* [TRY IT]:
Copy, from the entries below, each line where the word "pole" can be found.

Records from a data collection
=== Section Start ===
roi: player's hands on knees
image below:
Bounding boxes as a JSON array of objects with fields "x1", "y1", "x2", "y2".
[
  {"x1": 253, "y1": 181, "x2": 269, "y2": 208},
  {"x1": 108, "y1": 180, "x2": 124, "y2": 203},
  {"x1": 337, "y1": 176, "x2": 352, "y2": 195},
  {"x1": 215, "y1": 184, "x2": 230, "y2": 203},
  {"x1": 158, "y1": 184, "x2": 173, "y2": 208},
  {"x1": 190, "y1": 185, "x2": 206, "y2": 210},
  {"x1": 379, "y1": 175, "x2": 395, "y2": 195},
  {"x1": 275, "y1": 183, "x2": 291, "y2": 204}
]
=== Section End ===
=== Section Start ===
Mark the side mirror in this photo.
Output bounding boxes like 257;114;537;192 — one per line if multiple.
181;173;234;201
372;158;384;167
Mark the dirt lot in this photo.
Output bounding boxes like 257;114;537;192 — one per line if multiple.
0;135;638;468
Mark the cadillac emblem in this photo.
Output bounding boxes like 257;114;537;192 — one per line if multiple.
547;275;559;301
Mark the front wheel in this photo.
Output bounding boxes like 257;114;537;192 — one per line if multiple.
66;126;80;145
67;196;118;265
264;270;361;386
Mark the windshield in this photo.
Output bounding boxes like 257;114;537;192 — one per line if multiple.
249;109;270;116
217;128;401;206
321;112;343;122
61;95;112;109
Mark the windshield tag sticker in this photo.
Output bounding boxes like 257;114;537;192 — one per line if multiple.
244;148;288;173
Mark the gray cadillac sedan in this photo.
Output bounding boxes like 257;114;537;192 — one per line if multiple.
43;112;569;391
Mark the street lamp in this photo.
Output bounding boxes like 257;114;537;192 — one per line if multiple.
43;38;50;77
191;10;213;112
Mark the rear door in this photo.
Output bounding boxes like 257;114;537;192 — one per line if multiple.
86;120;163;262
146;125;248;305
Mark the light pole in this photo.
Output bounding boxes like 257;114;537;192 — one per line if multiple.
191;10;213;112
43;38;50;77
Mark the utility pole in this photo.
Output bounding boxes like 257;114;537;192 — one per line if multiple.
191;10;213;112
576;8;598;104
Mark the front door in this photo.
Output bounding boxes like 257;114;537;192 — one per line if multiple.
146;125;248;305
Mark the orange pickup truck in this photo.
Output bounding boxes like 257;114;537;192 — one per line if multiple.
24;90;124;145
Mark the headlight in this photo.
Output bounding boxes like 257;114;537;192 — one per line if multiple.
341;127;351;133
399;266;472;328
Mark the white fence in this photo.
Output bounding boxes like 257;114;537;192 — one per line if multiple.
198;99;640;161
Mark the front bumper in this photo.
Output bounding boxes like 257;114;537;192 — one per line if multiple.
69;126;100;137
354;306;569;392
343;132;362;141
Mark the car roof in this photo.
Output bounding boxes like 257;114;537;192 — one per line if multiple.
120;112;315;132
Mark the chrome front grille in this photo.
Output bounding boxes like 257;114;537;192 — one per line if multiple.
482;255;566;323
=== Section End ===
* [RESULT]:
Mark the light pole in this photo.
Mark the utility pole in this photo.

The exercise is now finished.